## PASSAGE TO READ
= List of Animal Mechanicals episodes =

This is a complete list of episodes from the animated television show Animal Mechanicals.

==Series overview==

| Season | Episodes |  | Originally released |  |
| First released | Last released |
| 1 | 20 |  | September 1, 2008 | September 26, 2008 |
| 2 | 20 |  | December 22, 2008 | January 16, 2009 |
| 3 | 33 |  | December 13, 2010 | January 26, 2011 |

==Episodes==
===Season 1 (2008)===

| No. overall | No. in season | Title | Original air date | Prod. code |
| 1 | 1 | "Turbo Bean Trouble" | September 1, 2008 | 102 |
The Animal Mechanicals plant a Turbo Bean, which turns out to be a difficult task when it flies away.
| 2 | 2 | "Bunny Boomer Island" | September 2, 2008 | 103 |
The Animal Mechanicals help the bunnies build their Bunny Boomer.
| 3 | 3 | "Cow Castle Hassle" | September 3, 2008 | 107 |
The Animal Mechanicals help the Cow Castle get to the meadow on the other side of the Pop Rocket Corn field.
| 4 | 4 | "Whale Plane Island" | September 4, 2008 | 106 |
The Animal Mechanicals build a runway long enough for the Whale Plane to land on.
| 5 | 5 | "Dino Mountain Island" | September 5, 2008 | 109 |
The Animal Mechanicals get to the top of the Dino Mountain to remove a cog stuck in its teeth.
| 6 | 6 | "Chickadee Island" | September 8, 2008 | 108 |
The Animals Mechanicals help the Mother Chickadee hatch her eggs.
| 7 | 7 | "Beetle Buggy Island" | September 9, 2008 | 104 |
The Animal Mechanicals clear a traffic jam of Beetle Buggies.
| 8 | 8 | "Pop Apart Penguins" | September 10, 2008 | 105 |
The Animal Mechanicals build a bigger igloo for the Pop Apart Penguins.
| 9 | 9 | "Jigsaw-Shark Puzzle" | September 11, 2008 | 101 |
The Animal Mechanicals build a jigsaw puzzle with the help of the Jigsaw Sharks.
| 10 | 10 | "Bell Bot Island" | September 12, 2008 | 110 |
The Animal Mechanicals find the missing Bell Bots so they can ring their bells.
| 11 | 11 | "The Elephant Train" | September 15, 2008 | 111 |
The Animal Mechanicals help the Elephant Train get to the other side of the tracks so it can deliver its snow cones.

## RECORD LIST
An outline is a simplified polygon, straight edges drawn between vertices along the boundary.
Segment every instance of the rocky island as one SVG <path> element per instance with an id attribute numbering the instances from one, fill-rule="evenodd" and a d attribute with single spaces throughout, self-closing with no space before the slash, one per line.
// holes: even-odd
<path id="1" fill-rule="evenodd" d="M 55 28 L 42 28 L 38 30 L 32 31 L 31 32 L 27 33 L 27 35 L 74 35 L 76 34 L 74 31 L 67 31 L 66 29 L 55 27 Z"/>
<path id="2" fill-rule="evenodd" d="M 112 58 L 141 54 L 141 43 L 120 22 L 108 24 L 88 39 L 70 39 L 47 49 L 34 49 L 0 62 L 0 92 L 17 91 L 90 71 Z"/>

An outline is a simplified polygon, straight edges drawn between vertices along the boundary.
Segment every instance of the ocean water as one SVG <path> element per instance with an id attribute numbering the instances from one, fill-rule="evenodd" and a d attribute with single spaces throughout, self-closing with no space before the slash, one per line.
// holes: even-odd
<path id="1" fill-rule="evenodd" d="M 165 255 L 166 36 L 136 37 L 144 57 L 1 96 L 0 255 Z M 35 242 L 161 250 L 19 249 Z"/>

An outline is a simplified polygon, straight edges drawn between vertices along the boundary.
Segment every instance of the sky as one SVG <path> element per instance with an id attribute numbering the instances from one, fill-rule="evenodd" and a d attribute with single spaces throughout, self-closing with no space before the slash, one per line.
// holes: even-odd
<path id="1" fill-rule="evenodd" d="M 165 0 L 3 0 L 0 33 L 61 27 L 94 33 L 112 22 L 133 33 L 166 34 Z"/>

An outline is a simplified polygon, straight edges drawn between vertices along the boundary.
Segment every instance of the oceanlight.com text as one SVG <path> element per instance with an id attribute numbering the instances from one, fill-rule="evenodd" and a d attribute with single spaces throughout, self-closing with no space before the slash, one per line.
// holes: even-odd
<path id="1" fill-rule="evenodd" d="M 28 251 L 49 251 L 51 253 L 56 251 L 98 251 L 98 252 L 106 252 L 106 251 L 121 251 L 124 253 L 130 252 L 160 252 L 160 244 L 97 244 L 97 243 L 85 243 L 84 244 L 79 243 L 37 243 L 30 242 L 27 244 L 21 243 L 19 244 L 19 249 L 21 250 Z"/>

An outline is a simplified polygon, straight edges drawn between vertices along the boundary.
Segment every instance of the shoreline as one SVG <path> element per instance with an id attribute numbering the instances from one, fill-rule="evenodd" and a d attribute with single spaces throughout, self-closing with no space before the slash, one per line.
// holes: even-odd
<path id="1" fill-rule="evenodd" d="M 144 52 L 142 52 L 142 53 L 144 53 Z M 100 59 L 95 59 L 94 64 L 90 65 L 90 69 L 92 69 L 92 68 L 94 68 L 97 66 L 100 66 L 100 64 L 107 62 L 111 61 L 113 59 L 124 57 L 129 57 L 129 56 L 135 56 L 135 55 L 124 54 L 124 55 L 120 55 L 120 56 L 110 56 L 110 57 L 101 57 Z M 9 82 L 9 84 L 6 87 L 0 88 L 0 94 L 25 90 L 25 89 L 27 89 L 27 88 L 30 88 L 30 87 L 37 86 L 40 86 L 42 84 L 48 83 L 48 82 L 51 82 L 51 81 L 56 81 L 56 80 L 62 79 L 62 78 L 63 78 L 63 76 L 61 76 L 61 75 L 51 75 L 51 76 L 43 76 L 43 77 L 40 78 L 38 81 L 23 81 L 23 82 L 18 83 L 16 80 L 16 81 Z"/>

## TO DO
- 1) In the records, swap "rocky island" for "small island" in the stretch from the start through the line containing "55 28 L 42 28", and keep everything else the same.
- 2) Continue the Animal Mechanicals episode list from the point where it stops.

## SOLVED PROBLEMS
- 1)
An outline is a simplified polygon, straight edges drawn between vertices along the boundary.
Segment every instance of the small island as one SVG <path> element per instance with an id attribute numbering the instances from one, fill-rule="evenodd" and a d attribute with single spaces throughout, self-closing with no space before the slash, one per line.
// holes: even-odd
<path id="1" fill-rule="evenodd" d="M 55 28 L 42 28 L 38 30 L 32 31 L 31 32 L 27 33 L 27 35 L 74 35 L 76 34 L 74 31 L 67 31 L 66 29 L 55 27 Z"/>

- 2)
| 12 | 12 | "Mechana-Pinball Island" | September 16, 2008 | 112 |
The Animal Mechanicals play a Mechana-Pinball game.
| 13 | 13 | "Giraffe Crane Island" | September 17, 2008 | 113 |
The Animal Mechanicals help the Giraffe Cranes build a structure by getting more logs.
| 14 | 14 | "Flying Glitterfish Island" | September 18, 2008 | 114 |
The Animal Mechanicals find a missing Power Bubble.
| 15 | 15 | "Snail's Pace Race" | September 19, 2008 | 115 |
The Animal Mechanicals get the Racing Snails to race, but this is made difficult by a Cog Caterpillar blocking the track.
| 16 | 16 | "Mechana-Bat Island" | September 22, 2008 | 116 |
The Animal Mechanicals make the bat cave bigger for the Mechana-Bats to perform their show.
| 17 | 17 | "Hippo Hovercraft Island" | September 23, 2008 | 117 |
The Animal Mechanicals fix the worn-out bumpers of the Hippo Hovercraft.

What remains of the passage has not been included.